_SOURCE:_
Introduction

Coal is the most important energy source in China. The mine safety production is associated with the sustainable development and economic stability. The mine hydrogeological conditions are complicated1. With the increasing depth of coal mining, the source of mine water inrush becomes increasingly complex. It can lead to serious disasters due to the complicated hydrogeological conditions found in parts of China, which are uncommon elsewhere in the world. Therefore, rapid and accurate discrimination of the source of water inrush is very important and necessary for both resuming production and rescuing miners2.

The hydrochemical composition maintains an equilibrium, even though a series of chemical and physical reactions such as redox, precipitation and dissolution occur constantly between rock and groundwater3. Consequently, the chemical characteristics of groundwater in different aquifers are distinct, and the same aquifer is consistent, which is the basis of the source discrimination of mine water derived from hydrochemical characteristics. Many mathematical models of mine water source discrimination have been well established over the past several decades4,5. For example, cluster analysis, distance discrimination, grey analysis, bayes, fuzzy evaluation, and so on. Based on mathematical methods, hydrochemistry is widely used to identify mine water sources. With the development of machine learning, more and more research on source discrimination of mine water has been conducted by artificial intelligence, such as BP neural network, deep learning and support vector machines (SVM)6,7.

It is a beneficial attempt to apply mathematical models and artificial intelligence to source discrimination of mine water. There are some limitations to these methods. (1) Most of the mathematical models focus on two or more values, and the data distribution ranges greatly, which is difficult to process correctly. (2) Generally, the number of water samples is several dozen or even hundreds8,9. The data is abundant for model training by BP neural network and SVM, but it is not easy to be operated by these methods. For deep learning, thousands of data samples are needed for the model training. Obviously, it is far from enough for deep learning10,11. As a fast, flexible, and representative method for mining high dimensional data, random forest is a commonly used machine learning algorithm trademarked by Leo Breiman and Adele Cutler, which performs well even in the presence of a large number of features and a small number of observations12,13.

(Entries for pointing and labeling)
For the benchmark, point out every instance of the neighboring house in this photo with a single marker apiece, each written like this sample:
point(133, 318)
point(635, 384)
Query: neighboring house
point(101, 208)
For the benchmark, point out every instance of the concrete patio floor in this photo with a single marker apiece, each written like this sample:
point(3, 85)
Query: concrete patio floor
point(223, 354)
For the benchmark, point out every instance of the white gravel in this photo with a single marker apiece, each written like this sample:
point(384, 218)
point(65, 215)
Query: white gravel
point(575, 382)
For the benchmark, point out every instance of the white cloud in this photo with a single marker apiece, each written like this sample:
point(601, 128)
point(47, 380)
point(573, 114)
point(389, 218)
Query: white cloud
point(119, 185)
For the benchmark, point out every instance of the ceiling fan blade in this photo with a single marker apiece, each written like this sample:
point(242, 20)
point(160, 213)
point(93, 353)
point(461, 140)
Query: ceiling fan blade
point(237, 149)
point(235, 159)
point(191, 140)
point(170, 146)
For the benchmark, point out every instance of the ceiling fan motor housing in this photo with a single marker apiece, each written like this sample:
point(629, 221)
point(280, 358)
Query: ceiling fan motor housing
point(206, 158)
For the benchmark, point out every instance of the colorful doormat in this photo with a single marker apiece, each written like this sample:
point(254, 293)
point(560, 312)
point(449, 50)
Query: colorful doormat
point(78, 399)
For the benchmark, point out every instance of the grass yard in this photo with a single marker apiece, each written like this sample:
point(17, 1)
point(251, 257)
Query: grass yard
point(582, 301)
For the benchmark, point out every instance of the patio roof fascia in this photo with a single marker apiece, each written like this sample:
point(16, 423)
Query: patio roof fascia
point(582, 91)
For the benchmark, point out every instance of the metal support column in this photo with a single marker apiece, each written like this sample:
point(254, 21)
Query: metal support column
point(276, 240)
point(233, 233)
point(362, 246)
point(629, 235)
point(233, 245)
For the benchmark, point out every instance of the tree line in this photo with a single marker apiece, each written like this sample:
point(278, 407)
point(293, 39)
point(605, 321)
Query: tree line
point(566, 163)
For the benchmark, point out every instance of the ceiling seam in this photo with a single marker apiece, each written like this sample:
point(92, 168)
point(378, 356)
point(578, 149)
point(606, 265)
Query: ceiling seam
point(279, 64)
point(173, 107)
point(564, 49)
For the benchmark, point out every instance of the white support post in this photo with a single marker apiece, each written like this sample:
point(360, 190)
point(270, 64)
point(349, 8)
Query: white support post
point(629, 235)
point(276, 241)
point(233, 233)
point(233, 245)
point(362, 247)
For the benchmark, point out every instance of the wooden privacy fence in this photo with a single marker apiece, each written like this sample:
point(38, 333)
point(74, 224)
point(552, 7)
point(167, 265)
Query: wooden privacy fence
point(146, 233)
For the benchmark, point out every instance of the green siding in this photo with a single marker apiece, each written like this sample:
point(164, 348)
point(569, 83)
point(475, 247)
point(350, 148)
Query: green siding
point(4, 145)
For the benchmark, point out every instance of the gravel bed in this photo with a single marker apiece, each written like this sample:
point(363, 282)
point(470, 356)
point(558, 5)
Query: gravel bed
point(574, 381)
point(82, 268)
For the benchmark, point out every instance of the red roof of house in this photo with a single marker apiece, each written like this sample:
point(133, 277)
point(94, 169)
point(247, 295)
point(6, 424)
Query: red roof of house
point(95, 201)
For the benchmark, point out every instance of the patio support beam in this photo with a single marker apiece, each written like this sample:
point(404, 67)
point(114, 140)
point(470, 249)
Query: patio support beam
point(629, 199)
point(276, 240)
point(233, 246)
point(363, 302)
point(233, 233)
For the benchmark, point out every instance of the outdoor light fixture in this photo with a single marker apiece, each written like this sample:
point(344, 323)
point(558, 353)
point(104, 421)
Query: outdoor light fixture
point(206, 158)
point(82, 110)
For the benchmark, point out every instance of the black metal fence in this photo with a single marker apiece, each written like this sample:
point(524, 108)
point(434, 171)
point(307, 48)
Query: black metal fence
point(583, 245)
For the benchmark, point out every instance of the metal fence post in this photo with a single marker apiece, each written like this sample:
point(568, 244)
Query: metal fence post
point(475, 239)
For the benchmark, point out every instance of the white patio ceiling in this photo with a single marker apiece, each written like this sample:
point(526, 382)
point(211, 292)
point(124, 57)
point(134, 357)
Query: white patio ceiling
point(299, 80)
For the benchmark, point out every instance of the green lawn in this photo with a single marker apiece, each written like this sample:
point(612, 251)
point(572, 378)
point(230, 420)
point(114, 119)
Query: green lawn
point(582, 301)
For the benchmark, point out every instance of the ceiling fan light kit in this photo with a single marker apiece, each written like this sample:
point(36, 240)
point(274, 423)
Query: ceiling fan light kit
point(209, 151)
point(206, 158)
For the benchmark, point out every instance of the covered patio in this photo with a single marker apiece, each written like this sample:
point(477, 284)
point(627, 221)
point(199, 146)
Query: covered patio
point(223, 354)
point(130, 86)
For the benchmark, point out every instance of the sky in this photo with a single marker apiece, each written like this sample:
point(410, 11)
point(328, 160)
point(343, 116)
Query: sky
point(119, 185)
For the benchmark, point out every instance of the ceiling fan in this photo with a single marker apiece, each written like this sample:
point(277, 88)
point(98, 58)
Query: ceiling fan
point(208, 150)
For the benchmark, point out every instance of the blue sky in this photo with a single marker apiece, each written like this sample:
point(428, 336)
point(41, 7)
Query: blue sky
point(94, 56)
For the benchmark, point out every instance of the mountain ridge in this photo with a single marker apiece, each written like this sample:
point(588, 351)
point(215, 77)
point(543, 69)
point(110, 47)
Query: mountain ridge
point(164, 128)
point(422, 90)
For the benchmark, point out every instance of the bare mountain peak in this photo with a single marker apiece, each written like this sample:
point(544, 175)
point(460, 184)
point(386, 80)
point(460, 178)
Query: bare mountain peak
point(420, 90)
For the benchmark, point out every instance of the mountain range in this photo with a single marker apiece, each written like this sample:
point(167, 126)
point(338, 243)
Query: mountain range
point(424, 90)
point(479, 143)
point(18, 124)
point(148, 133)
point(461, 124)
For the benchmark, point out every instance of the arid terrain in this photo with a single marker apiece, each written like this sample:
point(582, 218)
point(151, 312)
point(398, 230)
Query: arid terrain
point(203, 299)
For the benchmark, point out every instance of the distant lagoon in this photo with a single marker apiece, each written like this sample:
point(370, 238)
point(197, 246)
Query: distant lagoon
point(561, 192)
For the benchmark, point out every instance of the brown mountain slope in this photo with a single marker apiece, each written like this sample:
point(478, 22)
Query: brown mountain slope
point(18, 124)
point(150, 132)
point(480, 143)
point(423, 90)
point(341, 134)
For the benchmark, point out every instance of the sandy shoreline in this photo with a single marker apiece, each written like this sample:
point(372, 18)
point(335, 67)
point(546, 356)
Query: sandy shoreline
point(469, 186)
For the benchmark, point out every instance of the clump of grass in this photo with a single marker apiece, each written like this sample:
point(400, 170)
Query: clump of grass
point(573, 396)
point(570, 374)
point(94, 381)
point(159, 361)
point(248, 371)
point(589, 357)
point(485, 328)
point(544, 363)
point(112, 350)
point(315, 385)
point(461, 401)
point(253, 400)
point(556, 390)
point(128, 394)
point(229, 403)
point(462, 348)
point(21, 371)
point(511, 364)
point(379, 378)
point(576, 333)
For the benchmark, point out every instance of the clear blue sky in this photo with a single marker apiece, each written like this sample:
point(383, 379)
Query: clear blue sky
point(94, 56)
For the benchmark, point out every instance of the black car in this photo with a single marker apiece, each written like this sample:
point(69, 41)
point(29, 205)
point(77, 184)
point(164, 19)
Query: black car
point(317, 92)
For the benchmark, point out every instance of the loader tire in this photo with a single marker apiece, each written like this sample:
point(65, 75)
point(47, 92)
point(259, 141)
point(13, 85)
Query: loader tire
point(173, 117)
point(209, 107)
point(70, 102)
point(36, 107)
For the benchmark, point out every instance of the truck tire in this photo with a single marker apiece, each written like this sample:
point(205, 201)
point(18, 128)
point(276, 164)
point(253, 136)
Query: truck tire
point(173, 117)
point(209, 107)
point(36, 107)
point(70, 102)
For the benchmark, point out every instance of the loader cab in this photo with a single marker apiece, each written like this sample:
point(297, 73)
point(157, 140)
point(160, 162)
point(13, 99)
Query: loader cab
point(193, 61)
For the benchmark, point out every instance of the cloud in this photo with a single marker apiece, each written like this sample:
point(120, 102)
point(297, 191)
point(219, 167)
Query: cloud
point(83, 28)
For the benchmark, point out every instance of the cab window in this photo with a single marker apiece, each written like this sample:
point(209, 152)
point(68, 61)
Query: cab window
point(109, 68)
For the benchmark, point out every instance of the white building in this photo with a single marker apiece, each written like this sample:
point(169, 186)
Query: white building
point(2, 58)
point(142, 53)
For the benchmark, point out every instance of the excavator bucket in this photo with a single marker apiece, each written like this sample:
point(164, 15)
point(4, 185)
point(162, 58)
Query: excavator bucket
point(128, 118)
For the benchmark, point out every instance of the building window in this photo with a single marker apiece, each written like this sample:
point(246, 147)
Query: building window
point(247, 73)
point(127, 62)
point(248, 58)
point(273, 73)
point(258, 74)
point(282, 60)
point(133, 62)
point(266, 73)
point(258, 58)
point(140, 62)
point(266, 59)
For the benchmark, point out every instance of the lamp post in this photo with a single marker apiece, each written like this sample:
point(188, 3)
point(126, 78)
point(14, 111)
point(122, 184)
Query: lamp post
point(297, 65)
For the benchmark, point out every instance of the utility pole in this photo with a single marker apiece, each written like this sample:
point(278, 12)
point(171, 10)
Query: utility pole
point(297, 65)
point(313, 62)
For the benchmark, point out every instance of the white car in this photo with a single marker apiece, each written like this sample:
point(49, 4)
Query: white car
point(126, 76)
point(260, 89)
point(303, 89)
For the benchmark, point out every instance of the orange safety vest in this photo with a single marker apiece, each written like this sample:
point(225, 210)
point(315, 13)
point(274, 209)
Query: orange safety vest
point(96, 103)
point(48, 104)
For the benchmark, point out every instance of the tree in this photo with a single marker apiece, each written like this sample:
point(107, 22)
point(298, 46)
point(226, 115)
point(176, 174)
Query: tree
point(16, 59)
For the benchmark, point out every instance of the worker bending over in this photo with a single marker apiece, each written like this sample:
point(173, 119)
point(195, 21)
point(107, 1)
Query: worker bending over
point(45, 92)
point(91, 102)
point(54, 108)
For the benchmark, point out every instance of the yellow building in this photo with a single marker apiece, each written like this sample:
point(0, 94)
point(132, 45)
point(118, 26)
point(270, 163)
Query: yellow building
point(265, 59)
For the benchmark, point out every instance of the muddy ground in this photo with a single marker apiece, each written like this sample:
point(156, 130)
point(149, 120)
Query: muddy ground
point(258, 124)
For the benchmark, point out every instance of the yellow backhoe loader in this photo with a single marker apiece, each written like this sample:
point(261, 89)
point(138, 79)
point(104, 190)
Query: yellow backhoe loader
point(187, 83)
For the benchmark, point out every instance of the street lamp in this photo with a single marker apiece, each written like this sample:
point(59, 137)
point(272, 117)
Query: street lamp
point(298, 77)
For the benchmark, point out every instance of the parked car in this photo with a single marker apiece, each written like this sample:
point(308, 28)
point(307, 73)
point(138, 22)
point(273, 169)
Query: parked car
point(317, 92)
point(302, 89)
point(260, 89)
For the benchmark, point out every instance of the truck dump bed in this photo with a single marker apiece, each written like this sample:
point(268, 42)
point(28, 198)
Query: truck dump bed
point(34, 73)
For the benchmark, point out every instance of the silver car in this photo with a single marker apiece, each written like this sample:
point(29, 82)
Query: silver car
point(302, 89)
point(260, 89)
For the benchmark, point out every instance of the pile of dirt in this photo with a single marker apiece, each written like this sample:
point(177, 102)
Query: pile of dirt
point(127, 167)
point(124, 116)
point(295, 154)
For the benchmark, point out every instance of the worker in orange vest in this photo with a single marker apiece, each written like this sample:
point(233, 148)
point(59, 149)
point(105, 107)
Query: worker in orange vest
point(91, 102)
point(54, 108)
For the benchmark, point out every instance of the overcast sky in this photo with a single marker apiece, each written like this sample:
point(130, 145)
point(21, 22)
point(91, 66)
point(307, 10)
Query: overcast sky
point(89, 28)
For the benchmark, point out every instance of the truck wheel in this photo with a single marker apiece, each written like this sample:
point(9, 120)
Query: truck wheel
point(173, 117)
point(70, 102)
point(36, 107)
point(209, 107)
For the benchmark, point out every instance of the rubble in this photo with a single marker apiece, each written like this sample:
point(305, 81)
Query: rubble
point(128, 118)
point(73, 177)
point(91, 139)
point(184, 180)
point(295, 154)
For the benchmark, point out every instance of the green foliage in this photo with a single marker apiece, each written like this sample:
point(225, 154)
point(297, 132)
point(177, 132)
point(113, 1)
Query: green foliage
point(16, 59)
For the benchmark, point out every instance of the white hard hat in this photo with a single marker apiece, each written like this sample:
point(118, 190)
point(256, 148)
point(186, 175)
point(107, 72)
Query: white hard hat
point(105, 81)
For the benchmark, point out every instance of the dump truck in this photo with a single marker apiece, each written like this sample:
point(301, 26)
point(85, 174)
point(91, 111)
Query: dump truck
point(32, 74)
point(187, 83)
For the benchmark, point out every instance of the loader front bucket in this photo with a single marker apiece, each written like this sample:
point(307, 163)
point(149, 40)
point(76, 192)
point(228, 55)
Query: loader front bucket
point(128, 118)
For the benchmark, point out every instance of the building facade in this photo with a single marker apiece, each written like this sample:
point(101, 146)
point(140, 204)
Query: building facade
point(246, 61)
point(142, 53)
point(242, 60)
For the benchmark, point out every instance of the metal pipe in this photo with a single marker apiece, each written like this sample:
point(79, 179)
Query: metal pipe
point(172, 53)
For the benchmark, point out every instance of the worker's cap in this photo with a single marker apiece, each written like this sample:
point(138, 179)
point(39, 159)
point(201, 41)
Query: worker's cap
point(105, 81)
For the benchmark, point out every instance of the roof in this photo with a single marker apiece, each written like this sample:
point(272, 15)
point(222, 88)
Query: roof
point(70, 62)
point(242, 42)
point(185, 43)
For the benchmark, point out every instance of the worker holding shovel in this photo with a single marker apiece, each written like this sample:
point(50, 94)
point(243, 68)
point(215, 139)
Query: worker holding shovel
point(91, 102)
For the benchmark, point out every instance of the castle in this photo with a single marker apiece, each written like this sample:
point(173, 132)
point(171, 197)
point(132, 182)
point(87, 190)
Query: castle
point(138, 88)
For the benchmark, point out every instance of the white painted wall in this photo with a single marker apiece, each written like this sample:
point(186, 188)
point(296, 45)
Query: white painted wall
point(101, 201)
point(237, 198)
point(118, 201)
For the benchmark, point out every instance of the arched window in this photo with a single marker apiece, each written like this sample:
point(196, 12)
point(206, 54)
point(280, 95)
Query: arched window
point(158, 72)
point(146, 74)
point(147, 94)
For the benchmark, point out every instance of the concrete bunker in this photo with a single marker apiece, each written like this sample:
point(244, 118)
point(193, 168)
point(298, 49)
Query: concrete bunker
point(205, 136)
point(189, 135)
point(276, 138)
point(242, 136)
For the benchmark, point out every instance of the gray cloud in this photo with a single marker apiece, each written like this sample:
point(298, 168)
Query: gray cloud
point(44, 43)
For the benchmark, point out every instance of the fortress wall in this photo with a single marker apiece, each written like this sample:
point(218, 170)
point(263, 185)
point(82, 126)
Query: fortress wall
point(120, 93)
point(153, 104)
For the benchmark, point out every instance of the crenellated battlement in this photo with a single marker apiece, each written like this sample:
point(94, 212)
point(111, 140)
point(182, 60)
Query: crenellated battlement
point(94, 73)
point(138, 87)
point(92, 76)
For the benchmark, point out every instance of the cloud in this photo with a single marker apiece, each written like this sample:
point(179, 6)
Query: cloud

_WRITTEN INSTRUCTION 1:_ From the records, give everything from the line containing "For the benchmark, point out every instance of the arid" down to the line containing "point(203, 299)" as a numbered list, leaving out blank lines.
_WRITTEN INSTRUCTION 2:_ Take the text on identifying mine water inrush sources further from where it stops.
The text and the records have no connection to each other.

_RESPONSE 1:_
1. For the benchmark, point out every instance of the arid terrain in this photo with a single marker apiece, each written like this sample:
2. point(582, 218)
3. point(151, 312)
4. point(398, 230)
5. Query: arid terrain
6. point(203, 299)

_RESPONSE 2:_
The main contribution of this research is (1) to introduce random forests into source discrimination of mine water to build a discriminant model and (2) to train the model parameters and apply it to water source discrimination in the Pingdingshan coal field. The objective of the study is to develop new ideas for the discrimination of water inrush sources. The organization of the paper is as follows. “Geological conditions and hydrogeological data” presents the geological and hydrogeological conditions of the study area. The source discrimination of mine water problems in the framework of the random forest is introduced in detail in “Methodology”. The implementation procedure is introduced in “Implementation procedure”. The results and discussion for the source discrimination of mine water are demonstrated in “Results and discussion”. This paper closes with some conclusions and final remarks.

Geological conditions and hydrogeological data

Outline of the coalfield

The Pingdingshan coalfield is located in the central and western parts of Henan Province, northern China (Fig. 1), which is the third largest coal producer in China. The length is about 40 km long E–W and 20 km wide N–S. There are 17 coal mines occupied a total area of about 400 km2 at the coalfield. The studied area can be divided into eastern and western areas by the Guodishan fault. It is a large syncline with symmetrically gently dipping limbs14. The coal-bearing sediments are mostly Permian in age, comprised of sandstone, siltstone and carbonaceous shale. They are overlaid by Neogene, Paleogene and Quaternary deposits (Fig. 2).

Figure 1
figure 1

General map of the study area (the figure was drawn by MapGIS 6.7, URL link: https://www.mapgis.com/index.php?a=shows&catid=97&id=29).

Figure 2
figure 2

Comprehensive histogram of strata in the Pingdingshan coalfield.

Hydrogeological conditions

The study area is situated in a transitional zone from a warm temperate zone to a subtropical zone, with a long-term average precipitation of 747.4 mm/year, mainly concentrated from July to September. With a surface elevation varying from 900 to 1040 m, the topography is low in the southeast and high in the northwest. Influenced by the topographical features, the rivers, such as the Shahe, Ruhe, Zhanhe and Baiguishan Reservoir, are mainly distributed in the south and north of the mining area. There are some other seasonal rivers and man-made ditches, such as Zhanhe, Beigan Canal and Xigan Canal. The riverbed inserts into Cambrian limestone or Neogene marl, which has a certain replenishment effect on the groundwater of limestone in the No.7 mine in the southwest of the Pingdingshan coalfield15,16.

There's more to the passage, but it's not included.